Lines of data
(begin)

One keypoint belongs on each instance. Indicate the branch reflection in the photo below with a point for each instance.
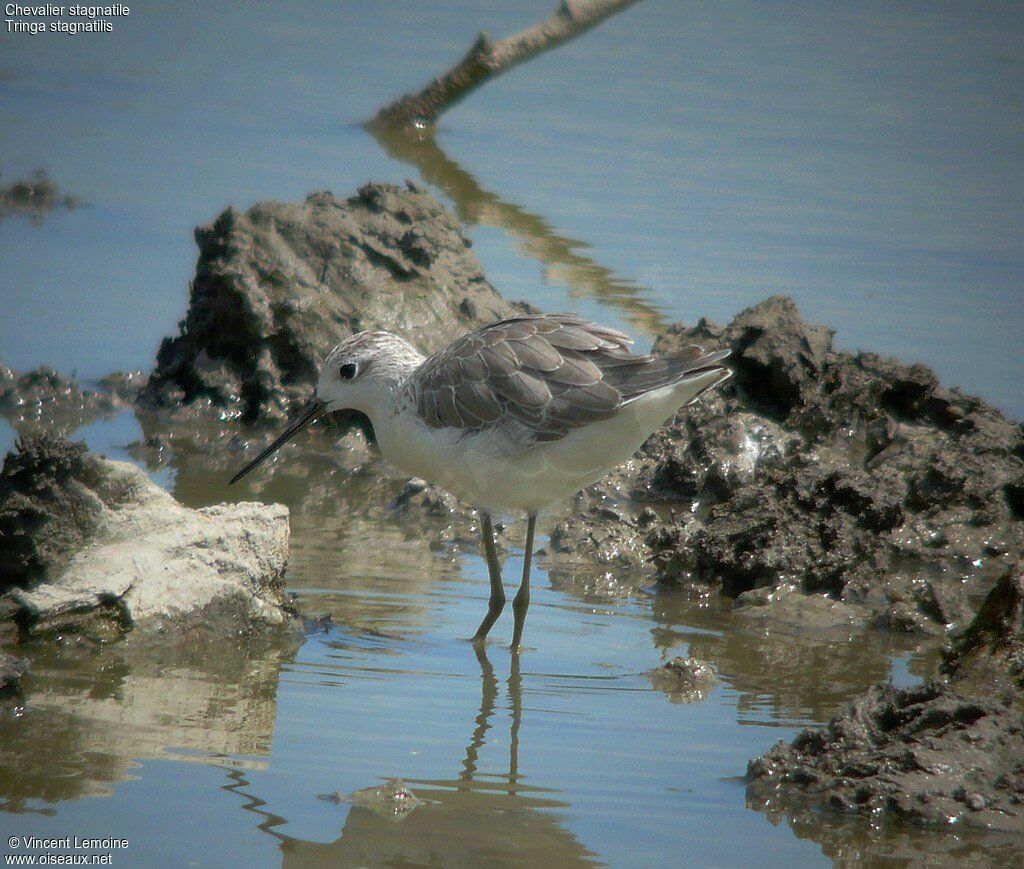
(535, 235)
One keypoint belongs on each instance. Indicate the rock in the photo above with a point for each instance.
(683, 680)
(393, 799)
(92, 548)
(43, 398)
(849, 476)
(34, 198)
(947, 751)
(276, 287)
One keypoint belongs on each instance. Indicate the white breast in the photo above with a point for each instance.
(491, 471)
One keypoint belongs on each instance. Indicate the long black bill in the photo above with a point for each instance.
(313, 408)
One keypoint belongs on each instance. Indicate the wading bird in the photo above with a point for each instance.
(513, 416)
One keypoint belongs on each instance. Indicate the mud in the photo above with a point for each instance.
(683, 680)
(276, 287)
(43, 399)
(946, 752)
(849, 476)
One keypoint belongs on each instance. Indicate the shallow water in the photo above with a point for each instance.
(680, 161)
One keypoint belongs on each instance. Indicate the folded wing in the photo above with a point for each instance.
(543, 377)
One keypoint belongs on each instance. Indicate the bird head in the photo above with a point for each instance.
(360, 374)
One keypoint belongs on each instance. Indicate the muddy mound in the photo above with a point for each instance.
(948, 751)
(276, 287)
(43, 398)
(849, 475)
(92, 548)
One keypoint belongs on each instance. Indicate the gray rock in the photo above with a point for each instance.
(948, 751)
(276, 287)
(93, 548)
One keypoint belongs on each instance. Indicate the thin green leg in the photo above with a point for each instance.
(521, 601)
(497, 602)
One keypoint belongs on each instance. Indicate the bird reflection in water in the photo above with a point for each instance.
(473, 819)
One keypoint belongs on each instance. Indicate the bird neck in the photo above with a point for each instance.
(384, 381)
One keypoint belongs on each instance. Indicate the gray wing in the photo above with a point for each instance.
(550, 374)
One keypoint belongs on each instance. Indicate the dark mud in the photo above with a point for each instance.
(276, 287)
(849, 476)
(946, 752)
(34, 198)
(43, 399)
(683, 680)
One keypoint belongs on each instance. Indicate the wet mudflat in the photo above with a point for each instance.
(221, 752)
(571, 755)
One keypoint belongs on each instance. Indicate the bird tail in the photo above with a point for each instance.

(end)

Take the part of the records that opens with the line containing "One keypoint belongs on each instance. Indicate the wet" and runs through the end of the records. Reproduce only those lines, changing "keypoint" to "marker" throughout and leaving everything else untouched.

Result of the task:
One marker belongs on each instance. Indicate the wet mudflat in the photo above with a point for each instance.
(221, 752)
(571, 755)
One marker belongs on each instance. Indicate the bird tail in the photo above with a point for each instance.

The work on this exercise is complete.